- Your goal
Transcribe each entry exactly as it appears, leaving out any picture it holds.

- Exercise data
--*--

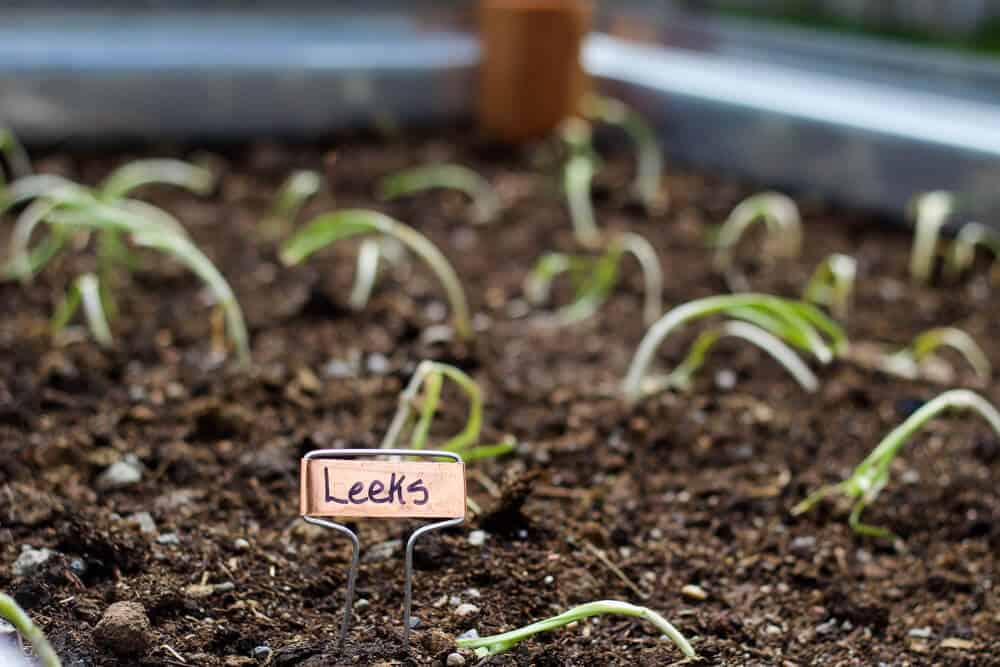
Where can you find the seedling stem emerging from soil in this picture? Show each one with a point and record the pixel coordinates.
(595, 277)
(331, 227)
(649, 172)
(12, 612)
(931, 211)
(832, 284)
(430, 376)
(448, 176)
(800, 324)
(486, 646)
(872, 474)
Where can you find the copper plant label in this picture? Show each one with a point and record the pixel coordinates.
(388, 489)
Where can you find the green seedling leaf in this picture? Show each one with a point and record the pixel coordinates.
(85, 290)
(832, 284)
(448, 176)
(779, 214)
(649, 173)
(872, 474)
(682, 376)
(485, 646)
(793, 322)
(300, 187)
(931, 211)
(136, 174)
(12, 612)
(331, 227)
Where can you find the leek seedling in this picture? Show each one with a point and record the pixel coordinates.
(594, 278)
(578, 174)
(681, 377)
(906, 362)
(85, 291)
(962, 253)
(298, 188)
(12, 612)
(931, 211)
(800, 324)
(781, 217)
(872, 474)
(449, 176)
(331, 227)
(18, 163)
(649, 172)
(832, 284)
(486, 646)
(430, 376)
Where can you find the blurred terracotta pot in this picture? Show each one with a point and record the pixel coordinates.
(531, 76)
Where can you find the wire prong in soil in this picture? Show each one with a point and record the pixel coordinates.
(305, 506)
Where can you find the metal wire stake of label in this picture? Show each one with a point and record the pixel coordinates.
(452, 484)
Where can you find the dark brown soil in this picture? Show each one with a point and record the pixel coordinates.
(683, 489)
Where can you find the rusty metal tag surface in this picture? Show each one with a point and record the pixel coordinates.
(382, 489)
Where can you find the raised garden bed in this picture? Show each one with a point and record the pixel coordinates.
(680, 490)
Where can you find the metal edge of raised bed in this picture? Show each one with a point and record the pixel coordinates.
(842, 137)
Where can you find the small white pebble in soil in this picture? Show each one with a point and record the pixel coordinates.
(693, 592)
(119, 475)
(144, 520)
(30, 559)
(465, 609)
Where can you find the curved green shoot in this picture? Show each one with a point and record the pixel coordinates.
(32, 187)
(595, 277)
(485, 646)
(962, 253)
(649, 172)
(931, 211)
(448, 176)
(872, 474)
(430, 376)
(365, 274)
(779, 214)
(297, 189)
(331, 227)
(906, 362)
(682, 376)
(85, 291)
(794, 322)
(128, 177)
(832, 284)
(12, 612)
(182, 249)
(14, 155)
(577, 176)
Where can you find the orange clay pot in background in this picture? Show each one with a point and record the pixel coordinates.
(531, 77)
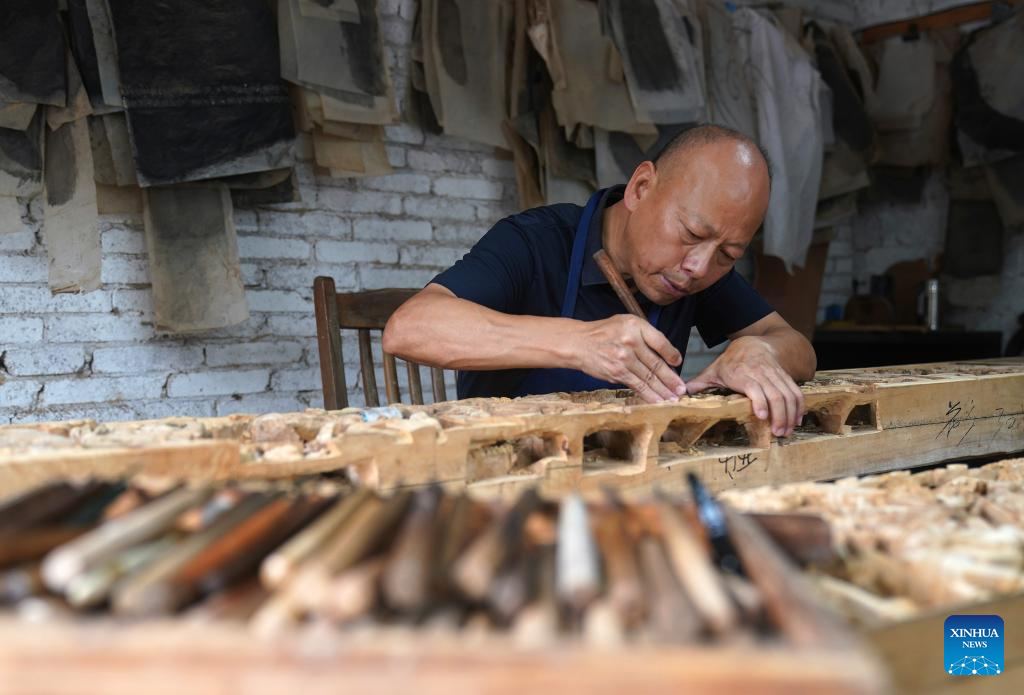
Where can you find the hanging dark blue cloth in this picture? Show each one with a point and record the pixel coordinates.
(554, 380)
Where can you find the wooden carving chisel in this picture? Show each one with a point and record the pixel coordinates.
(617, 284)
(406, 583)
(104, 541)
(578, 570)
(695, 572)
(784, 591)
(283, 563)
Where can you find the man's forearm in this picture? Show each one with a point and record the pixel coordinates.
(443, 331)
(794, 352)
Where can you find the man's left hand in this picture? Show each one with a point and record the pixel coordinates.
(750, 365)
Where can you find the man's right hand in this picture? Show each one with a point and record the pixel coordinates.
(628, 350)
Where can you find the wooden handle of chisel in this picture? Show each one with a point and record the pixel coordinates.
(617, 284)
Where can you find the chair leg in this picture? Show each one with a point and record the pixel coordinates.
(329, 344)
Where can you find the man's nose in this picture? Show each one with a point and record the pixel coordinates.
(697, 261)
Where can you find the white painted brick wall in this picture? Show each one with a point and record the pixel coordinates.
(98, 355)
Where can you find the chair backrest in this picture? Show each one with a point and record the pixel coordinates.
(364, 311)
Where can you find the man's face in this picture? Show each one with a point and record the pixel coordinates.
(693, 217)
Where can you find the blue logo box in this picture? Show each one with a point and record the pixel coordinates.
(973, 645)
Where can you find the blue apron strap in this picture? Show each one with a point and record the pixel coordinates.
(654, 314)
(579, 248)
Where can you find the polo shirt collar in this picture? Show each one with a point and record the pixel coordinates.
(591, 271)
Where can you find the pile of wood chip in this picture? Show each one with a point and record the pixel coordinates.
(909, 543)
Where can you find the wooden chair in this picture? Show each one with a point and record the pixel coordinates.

--*--

- Solution
Where can you find the seedling stem emerging from soil in this picture? Show each one with a point and record the pixel coordinates.
(595, 277)
(331, 227)
(649, 172)
(12, 612)
(931, 211)
(832, 284)
(430, 376)
(448, 176)
(800, 324)
(486, 646)
(872, 474)
Where can you find the copper plant label in this picture? Show each one with a point and record the pixel coordinates.
(388, 489)
Where can you find the green seedling leaf in this picture? Show each one with a point and record the pixel coordinates.
(85, 290)
(832, 284)
(448, 176)
(779, 214)
(649, 173)
(872, 474)
(682, 376)
(485, 646)
(793, 322)
(300, 187)
(931, 211)
(136, 174)
(12, 612)
(331, 227)
Where can you find the leek seedling in this picture? Show each one with a point and record the pixel coordinates.
(594, 278)
(578, 174)
(681, 377)
(906, 362)
(85, 291)
(962, 253)
(298, 188)
(12, 612)
(931, 211)
(800, 324)
(781, 217)
(872, 474)
(449, 176)
(331, 227)
(18, 163)
(649, 172)
(832, 284)
(486, 646)
(430, 376)
Where can you find the blurred terracotta pot in this picture? Show each one with a point and record the pixel coordinates.
(531, 76)
Where can you find the wire prong in soil in this picture? Show each one with a point and record the pixel coordinates.
(305, 506)
Where can you find the metal wire stake of label in this picture? Show each one with a point and record the pixel coordinates.
(452, 484)
Where can you find the dark brown soil in this picture? Show each one with a point and record the pixel coordinates.
(683, 489)
Where can you find the rusty metal tag surface in this picture? Show each one with a point and record the pixel coordinates.
(382, 489)
Where can you find the raised garden bed in this picture? Show each one with a point and record the pixel coordinates.
(680, 490)
Where can you find the metal edge of raised bed in this picture? Show each one with a point and record the pixel coordinates.
(842, 137)
Where can you find the small white pebble in soil in this picture? Show each one with a point and record the pixel coordinates.
(693, 592)
(119, 475)
(144, 520)
(30, 559)
(465, 609)
Where can you find the curved green shoot in this picture? Show each one with a point and record the pixel coordinates.
(32, 187)
(595, 277)
(485, 646)
(962, 253)
(649, 172)
(931, 211)
(448, 176)
(872, 474)
(430, 376)
(365, 274)
(779, 214)
(297, 189)
(331, 227)
(906, 362)
(682, 376)
(85, 291)
(794, 322)
(128, 177)
(832, 284)
(12, 612)
(182, 249)
(14, 155)
(577, 176)
Where can you find the orange clay pot in background in this picture? Show each one with a point and record the pixel coordinates.
(531, 77)
Where can you find the hanging dark blue cloth in this picture? Show each one with a point and record the pixel coordinates.
(554, 380)
Where can you find the wooden carving chisel in this picture? Show each one with a point and record the pixel coordinates.
(617, 284)
(406, 583)
(104, 541)
(578, 570)
(695, 572)
(784, 591)
(283, 563)
Where can you find the man's forearm in this picture? Show each one with a point and record the pixel coordinates.
(443, 331)
(794, 352)
Where can you find the man's left hand in this picture? Show each one with a point and record the pixel coordinates.
(750, 365)
Where can you find the man's right hand in this picture? Show each one with a point and record the pixel coordinates.
(628, 350)
Where can you find the wooden handle of chisel in this picture? Show each one with a point and record the pixel coordinates.
(617, 284)
Where can you find the chair leg in this picture? Show each one with a point and record the pixel coordinates.
(329, 344)
Where can you find the man's nose in this picture? Show each one with a point and record the pixel coordinates.
(697, 261)
Where can you find the white painted brick wall in this picture? Show each one with a point and record the pixel coordinates.
(98, 355)
Where can you find the chair backrest in this picture? Show each one with a point and record the pixel coordinates.
(364, 311)
Where can you find the man's face in this picture? Show each one with a point and record the pixel coordinates.
(693, 217)
Where can you find the blue logo box in this picture? Show each one with a point and record the pixel coordinates.
(973, 645)
Where can you find the blue apron strap in this picture? Show each one with a point and record the pixel coordinates.
(654, 314)
(579, 248)
Where can you find the polo shirt collar in this picture? Show each one with a point and record the pixel coordinates.
(591, 271)
Where can you find the pile of wood chip in this picture? Show each one with a point and record the pixel coordinates.
(909, 543)
Where can you find the wooden chair in this picture? Show each one with a point and record the pixel coordinates.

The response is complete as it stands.